**Enunciado:**
Presenta como lista numerada las líneas del material, sin las líneas en blanco. Empieza en la línea que contiene "Scan for white military cap." y termina después de la que contiene "[17, 127, 94, 258]".

Ejemplos de detección:
####################

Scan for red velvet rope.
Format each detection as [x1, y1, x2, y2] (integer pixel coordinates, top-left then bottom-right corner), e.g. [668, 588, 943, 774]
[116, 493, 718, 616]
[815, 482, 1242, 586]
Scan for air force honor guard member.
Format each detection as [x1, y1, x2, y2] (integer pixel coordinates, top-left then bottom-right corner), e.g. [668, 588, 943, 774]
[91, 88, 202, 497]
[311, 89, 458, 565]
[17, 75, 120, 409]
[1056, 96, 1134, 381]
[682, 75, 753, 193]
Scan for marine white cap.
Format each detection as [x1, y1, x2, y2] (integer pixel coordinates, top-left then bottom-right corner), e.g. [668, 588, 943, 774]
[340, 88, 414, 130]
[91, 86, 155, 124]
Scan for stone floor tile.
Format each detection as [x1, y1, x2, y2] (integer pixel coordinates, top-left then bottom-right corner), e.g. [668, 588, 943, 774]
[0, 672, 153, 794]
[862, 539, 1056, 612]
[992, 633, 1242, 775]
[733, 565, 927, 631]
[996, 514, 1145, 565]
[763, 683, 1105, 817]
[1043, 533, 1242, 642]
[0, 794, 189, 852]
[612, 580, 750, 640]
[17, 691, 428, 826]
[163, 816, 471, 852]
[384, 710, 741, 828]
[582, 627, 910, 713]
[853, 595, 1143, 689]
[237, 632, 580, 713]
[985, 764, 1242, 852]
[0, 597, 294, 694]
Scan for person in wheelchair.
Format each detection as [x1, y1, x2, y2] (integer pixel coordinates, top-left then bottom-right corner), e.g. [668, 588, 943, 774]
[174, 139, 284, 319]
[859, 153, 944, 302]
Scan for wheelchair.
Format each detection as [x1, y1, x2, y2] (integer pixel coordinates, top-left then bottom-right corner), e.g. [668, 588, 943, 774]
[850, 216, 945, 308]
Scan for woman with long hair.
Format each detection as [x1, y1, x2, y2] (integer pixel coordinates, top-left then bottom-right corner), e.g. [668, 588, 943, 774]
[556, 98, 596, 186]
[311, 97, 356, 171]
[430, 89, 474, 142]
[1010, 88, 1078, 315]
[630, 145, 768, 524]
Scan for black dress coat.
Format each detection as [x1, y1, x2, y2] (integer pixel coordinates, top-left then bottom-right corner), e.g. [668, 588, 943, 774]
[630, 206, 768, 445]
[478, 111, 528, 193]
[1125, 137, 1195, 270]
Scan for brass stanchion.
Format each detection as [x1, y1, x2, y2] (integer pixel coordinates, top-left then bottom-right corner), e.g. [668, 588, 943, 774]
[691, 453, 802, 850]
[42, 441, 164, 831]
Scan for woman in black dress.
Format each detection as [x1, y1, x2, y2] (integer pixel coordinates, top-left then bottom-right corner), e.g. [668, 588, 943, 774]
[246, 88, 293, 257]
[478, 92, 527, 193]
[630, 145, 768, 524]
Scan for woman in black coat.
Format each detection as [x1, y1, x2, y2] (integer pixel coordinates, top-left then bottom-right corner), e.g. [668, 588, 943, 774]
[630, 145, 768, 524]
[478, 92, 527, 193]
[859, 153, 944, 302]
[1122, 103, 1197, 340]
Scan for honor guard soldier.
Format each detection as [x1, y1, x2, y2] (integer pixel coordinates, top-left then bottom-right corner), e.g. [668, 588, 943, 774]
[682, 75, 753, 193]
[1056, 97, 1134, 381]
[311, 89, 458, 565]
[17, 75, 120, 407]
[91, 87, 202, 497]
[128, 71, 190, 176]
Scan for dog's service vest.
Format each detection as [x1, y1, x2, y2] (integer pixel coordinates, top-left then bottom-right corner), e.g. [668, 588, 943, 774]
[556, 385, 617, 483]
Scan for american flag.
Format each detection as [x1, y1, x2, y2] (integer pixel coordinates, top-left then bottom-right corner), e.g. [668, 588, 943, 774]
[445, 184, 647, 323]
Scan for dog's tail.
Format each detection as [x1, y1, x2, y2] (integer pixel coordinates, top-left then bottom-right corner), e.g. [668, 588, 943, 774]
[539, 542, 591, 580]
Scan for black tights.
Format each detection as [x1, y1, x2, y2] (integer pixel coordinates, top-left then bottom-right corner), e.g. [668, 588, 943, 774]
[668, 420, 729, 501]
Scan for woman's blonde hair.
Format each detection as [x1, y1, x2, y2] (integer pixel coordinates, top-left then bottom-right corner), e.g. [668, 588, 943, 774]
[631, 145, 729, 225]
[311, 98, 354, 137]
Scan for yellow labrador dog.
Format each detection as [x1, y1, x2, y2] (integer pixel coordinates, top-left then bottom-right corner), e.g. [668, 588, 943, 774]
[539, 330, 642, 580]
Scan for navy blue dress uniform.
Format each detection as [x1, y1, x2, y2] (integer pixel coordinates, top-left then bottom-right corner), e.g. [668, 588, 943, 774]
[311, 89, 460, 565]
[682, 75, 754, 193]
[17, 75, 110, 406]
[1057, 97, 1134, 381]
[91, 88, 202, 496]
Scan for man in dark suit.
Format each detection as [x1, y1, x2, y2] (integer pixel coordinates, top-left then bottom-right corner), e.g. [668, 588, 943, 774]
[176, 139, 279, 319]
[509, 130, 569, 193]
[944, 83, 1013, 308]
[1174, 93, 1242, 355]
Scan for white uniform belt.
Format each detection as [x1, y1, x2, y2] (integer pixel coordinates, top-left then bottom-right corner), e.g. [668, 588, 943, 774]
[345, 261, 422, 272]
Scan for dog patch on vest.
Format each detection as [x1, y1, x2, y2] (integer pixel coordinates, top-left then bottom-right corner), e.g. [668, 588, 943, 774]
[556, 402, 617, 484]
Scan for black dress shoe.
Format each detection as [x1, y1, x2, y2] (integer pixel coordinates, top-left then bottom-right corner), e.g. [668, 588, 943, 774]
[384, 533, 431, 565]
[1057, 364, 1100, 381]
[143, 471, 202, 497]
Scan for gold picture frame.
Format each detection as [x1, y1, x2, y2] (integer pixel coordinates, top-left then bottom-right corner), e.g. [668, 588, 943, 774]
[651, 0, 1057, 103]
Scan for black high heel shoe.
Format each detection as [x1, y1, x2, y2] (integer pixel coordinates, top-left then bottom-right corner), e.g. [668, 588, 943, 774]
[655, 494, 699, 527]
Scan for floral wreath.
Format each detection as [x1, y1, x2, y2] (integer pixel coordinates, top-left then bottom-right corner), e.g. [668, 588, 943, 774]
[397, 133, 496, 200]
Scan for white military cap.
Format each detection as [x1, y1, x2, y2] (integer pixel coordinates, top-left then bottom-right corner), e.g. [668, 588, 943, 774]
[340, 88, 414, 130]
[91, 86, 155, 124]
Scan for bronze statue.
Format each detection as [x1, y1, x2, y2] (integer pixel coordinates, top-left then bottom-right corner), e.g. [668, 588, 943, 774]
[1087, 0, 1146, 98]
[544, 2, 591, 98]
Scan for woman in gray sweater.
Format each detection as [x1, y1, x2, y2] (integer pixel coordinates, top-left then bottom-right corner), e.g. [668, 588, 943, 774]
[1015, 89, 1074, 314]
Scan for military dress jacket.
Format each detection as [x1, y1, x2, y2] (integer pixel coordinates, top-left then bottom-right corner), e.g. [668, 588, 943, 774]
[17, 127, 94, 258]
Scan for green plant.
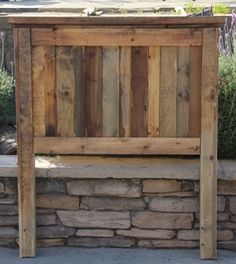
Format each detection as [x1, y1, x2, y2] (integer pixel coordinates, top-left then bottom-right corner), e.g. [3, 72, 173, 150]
[218, 54, 236, 158]
[0, 69, 15, 124]
[212, 4, 231, 15]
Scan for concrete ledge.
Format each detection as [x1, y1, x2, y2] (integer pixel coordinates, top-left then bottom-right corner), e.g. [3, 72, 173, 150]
[0, 155, 236, 180]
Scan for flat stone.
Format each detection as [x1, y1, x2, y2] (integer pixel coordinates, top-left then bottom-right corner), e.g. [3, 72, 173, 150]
[67, 237, 135, 248]
[36, 214, 56, 226]
[36, 226, 75, 238]
[37, 238, 65, 247]
[36, 194, 80, 210]
[76, 229, 114, 237]
[143, 180, 181, 193]
[57, 210, 130, 229]
[149, 197, 199, 213]
[116, 228, 176, 239]
[177, 229, 234, 241]
[67, 180, 141, 197]
[0, 226, 19, 238]
[138, 240, 199, 248]
[132, 211, 193, 229]
[218, 180, 236, 195]
[80, 196, 146, 211]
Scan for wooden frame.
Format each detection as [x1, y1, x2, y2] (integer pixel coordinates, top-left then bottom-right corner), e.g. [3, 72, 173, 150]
[9, 14, 224, 259]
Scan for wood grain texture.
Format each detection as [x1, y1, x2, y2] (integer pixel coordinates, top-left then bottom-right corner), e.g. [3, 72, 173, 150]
[32, 27, 202, 46]
[148, 47, 160, 137]
[160, 47, 177, 137]
[120, 47, 131, 137]
[44, 47, 57, 136]
[188, 47, 202, 137]
[176, 47, 190, 137]
[85, 47, 103, 137]
[34, 137, 200, 155]
[103, 47, 119, 137]
[56, 47, 75, 137]
[131, 47, 148, 137]
[14, 28, 36, 257]
[200, 28, 218, 259]
[32, 46, 46, 137]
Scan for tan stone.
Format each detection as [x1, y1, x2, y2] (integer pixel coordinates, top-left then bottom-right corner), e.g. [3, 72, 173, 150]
[149, 197, 199, 213]
[67, 179, 141, 197]
[218, 180, 236, 195]
[36, 194, 80, 210]
[67, 237, 135, 248]
[37, 238, 65, 247]
[143, 180, 181, 193]
[76, 229, 114, 237]
[80, 197, 146, 211]
[132, 211, 193, 229]
[116, 228, 176, 239]
[57, 210, 130, 229]
[138, 240, 199, 248]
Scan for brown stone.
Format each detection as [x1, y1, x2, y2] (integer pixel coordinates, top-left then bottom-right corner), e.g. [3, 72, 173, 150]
[178, 229, 234, 241]
[149, 197, 199, 213]
[37, 238, 65, 247]
[67, 237, 135, 248]
[76, 229, 114, 237]
[80, 197, 146, 211]
[138, 240, 199, 248]
[36, 194, 80, 210]
[67, 180, 141, 197]
[143, 180, 181, 193]
[132, 211, 193, 229]
[36, 214, 56, 226]
[57, 210, 130, 229]
[116, 228, 176, 239]
[218, 180, 236, 195]
[36, 226, 75, 238]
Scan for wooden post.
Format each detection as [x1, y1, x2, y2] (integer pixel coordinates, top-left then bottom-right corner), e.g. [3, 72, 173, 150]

####################

**Respuesta:**
1. Scan for white military cap.
2. Format each detection as [x1, y1, x2, y2] (integer pixel coordinates, top-left then bottom-right corner), e.g. [668, 588, 943, 774]
3. [340, 88, 414, 130]
4. [91, 86, 155, 124]
5. Scan for bronze statue.
6. Format each detection as [x1, y1, x2, y2] (integer pixel coordinates, top-left then bottom-right corner), e.g. [668, 588, 943, 774]
7. [1087, 0, 1146, 98]
8. [544, 2, 591, 98]
9. Scan for woman in gray sweater.
10. Format each detection as [x1, y1, x2, y2] (integer pixel coordinates, top-left then bottom-right corner), e.g. [668, 588, 943, 774]
11. [1015, 89, 1074, 314]
12. Scan for military dress jacket.
13. Format each detection as [x1, y1, x2, y2] (integer pixel coordinates, top-left then bottom-right corner), e.g. [668, 588, 943, 774]
14. [17, 127, 94, 258]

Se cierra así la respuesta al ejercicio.